REQUIRED TASK A ▸ According to the case summary, in what year was Henry resentenced?

EXTRACT ▸
——————

Graham S Henry v. Charles Ryan
720 F.3d 1073
9th Cir.2013Background
- Graham Saunders Henry was convicted of first-degree murder, kidnapping, robbery, and theft; sentenced to death (originally 1988, resentenced 1995). After state direct appeal and multiple PCR petitions, he filed a federal habeas petition which the district court denied.
- The facts at trial were contested: Henry claimed he was asleep in the camper and Foote acted alone; the state presented evidence (photographs, footprint analysis, blood on Henry’s clothes, flight and false ID) that Henry actively participated in the killing or was an accomplice.
- Henry raised federal habeas claims including: Brady/Napue (suppression/alteration of photos, withheld codefendant notes, and false testimony), juror misconduct (two jurors conducted an out-of-court experiment), unconstitutional causal-nexus requirement for mitigation at sentencing, and ineffective assistance of resentencing counsel for failing to investigate/present childhood sexual abuse and mental-health mitigation.

——————

DATA RECORDS ▸
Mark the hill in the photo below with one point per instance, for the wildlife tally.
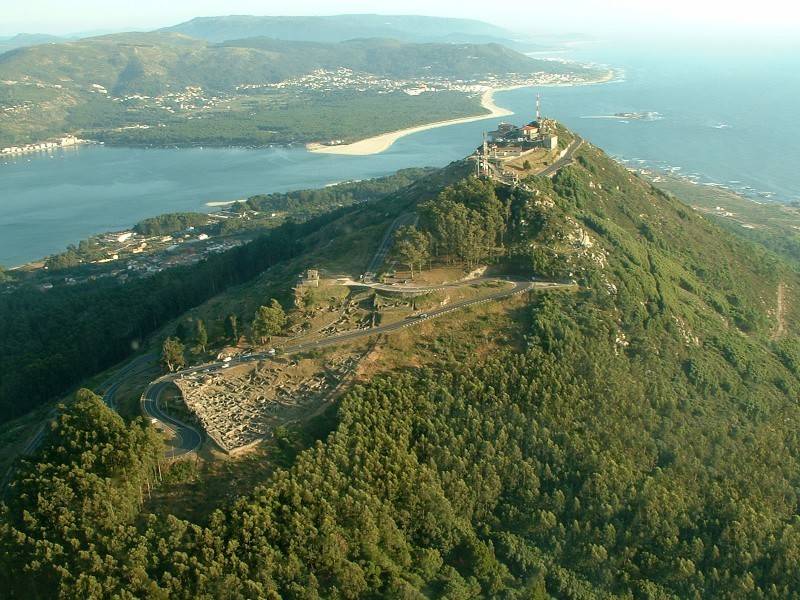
(22, 40)
(633, 439)
(116, 87)
(339, 28)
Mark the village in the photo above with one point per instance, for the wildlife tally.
(68, 141)
(322, 80)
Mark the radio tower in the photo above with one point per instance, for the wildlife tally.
(485, 157)
(539, 109)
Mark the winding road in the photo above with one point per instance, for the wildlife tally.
(189, 437)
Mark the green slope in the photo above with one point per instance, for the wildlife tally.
(100, 86)
(338, 28)
(636, 439)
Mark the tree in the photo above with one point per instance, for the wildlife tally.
(201, 335)
(269, 321)
(232, 328)
(411, 247)
(172, 354)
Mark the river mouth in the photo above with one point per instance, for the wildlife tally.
(51, 200)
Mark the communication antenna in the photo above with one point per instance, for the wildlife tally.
(539, 108)
(485, 157)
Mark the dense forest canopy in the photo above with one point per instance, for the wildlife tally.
(51, 340)
(638, 441)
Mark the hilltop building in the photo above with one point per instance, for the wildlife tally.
(508, 138)
(509, 142)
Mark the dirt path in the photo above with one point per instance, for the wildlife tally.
(780, 313)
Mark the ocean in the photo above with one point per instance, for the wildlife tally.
(723, 117)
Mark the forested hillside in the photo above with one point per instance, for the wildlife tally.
(339, 28)
(51, 341)
(639, 442)
(173, 89)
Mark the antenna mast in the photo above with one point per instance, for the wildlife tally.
(539, 109)
(485, 157)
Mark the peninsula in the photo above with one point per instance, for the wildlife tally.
(384, 141)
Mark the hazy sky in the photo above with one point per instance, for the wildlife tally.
(592, 16)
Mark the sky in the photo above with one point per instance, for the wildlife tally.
(693, 17)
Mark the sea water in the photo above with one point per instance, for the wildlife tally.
(727, 116)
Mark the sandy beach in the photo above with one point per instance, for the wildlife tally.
(382, 142)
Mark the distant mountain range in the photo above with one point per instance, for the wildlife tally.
(154, 63)
(22, 40)
(51, 86)
(338, 28)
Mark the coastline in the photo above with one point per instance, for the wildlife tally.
(382, 142)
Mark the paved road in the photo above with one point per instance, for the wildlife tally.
(187, 438)
(109, 388)
(565, 160)
(388, 240)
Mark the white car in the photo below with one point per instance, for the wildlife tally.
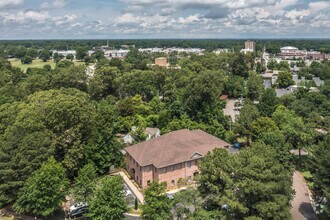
(77, 205)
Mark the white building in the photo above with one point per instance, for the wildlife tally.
(65, 52)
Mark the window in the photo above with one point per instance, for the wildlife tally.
(147, 168)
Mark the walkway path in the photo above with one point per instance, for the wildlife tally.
(301, 204)
(230, 108)
(132, 187)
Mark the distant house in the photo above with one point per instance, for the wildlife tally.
(170, 157)
(223, 97)
(152, 132)
(161, 61)
(128, 139)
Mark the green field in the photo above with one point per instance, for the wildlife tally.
(37, 64)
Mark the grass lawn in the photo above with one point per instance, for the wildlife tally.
(37, 64)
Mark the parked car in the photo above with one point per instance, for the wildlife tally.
(77, 205)
(78, 212)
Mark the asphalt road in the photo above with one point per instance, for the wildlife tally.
(301, 204)
(230, 108)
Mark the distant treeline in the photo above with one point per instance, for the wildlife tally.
(271, 45)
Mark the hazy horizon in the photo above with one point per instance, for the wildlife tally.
(164, 19)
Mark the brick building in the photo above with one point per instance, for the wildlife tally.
(161, 61)
(170, 157)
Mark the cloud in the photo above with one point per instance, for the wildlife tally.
(319, 6)
(54, 4)
(25, 17)
(4, 4)
(166, 18)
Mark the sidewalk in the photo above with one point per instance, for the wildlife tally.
(132, 187)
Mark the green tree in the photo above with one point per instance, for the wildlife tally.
(44, 55)
(243, 125)
(262, 125)
(254, 86)
(69, 57)
(26, 60)
(321, 175)
(108, 201)
(239, 66)
(267, 102)
(252, 183)
(103, 82)
(43, 193)
(272, 64)
(187, 203)
(81, 53)
(202, 93)
(260, 68)
(297, 134)
(234, 86)
(284, 79)
(85, 183)
(156, 205)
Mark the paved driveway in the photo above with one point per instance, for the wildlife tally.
(230, 108)
(301, 204)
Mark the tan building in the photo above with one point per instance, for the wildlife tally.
(170, 157)
(161, 61)
(250, 45)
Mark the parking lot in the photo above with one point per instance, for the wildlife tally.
(230, 108)
(130, 198)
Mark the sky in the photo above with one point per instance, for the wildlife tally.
(130, 19)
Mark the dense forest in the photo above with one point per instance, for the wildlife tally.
(59, 128)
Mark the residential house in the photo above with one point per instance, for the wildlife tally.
(170, 157)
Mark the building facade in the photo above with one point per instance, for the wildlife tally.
(161, 61)
(250, 45)
(170, 158)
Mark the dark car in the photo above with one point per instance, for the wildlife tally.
(79, 212)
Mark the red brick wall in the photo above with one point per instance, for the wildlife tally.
(142, 176)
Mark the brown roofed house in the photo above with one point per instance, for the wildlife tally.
(169, 157)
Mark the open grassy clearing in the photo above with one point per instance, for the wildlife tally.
(37, 64)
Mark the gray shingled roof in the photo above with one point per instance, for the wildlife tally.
(174, 147)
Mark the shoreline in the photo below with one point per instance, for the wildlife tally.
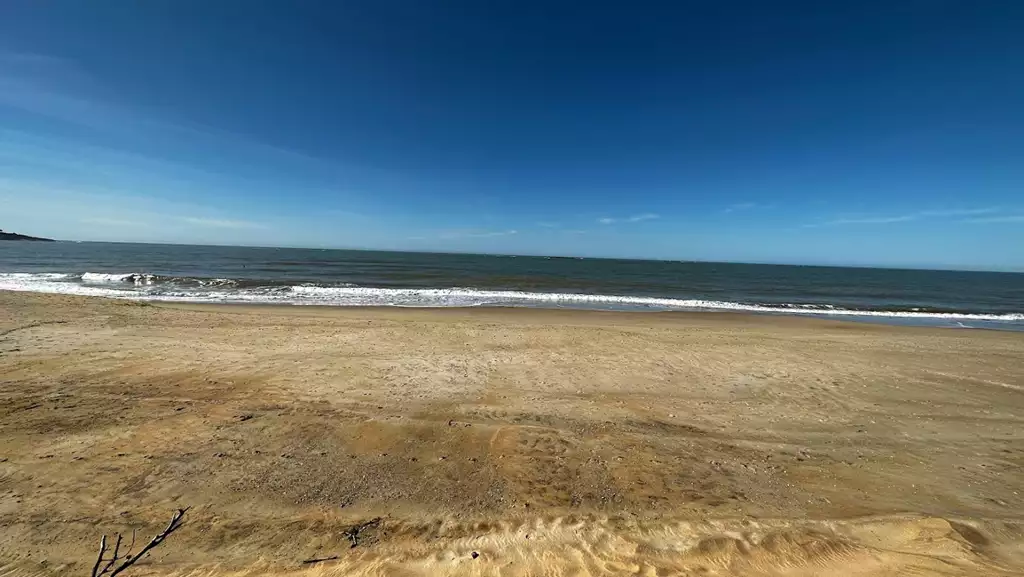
(560, 442)
(895, 319)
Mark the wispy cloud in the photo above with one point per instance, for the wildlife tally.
(221, 222)
(634, 218)
(474, 234)
(104, 221)
(994, 219)
(961, 212)
(909, 217)
(740, 206)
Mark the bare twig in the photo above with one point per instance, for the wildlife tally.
(119, 563)
(320, 560)
(99, 558)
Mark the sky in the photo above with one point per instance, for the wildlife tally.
(849, 132)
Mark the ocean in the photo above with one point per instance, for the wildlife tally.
(290, 276)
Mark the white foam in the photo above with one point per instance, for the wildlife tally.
(467, 297)
(137, 279)
(364, 296)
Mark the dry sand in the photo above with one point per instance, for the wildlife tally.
(548, 443)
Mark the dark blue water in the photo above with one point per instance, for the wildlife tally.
(211, 274)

——————

REQUIRED TASK B ▸ Render the lines of the listing as a numbered list, starting with the line that contains "Mark the dry" and going on through the end of the listing, and leave out any blank lines.

REPLY A ▸ 1995

REPLY B ▸
1. Mark the dry sand in the photo above with one point per instance, for the wildlife tally.
2. (548, 443)
3. Mark the dark blue water in the photo above with one point per instance, for the wildlife tally.
4. (211, 274)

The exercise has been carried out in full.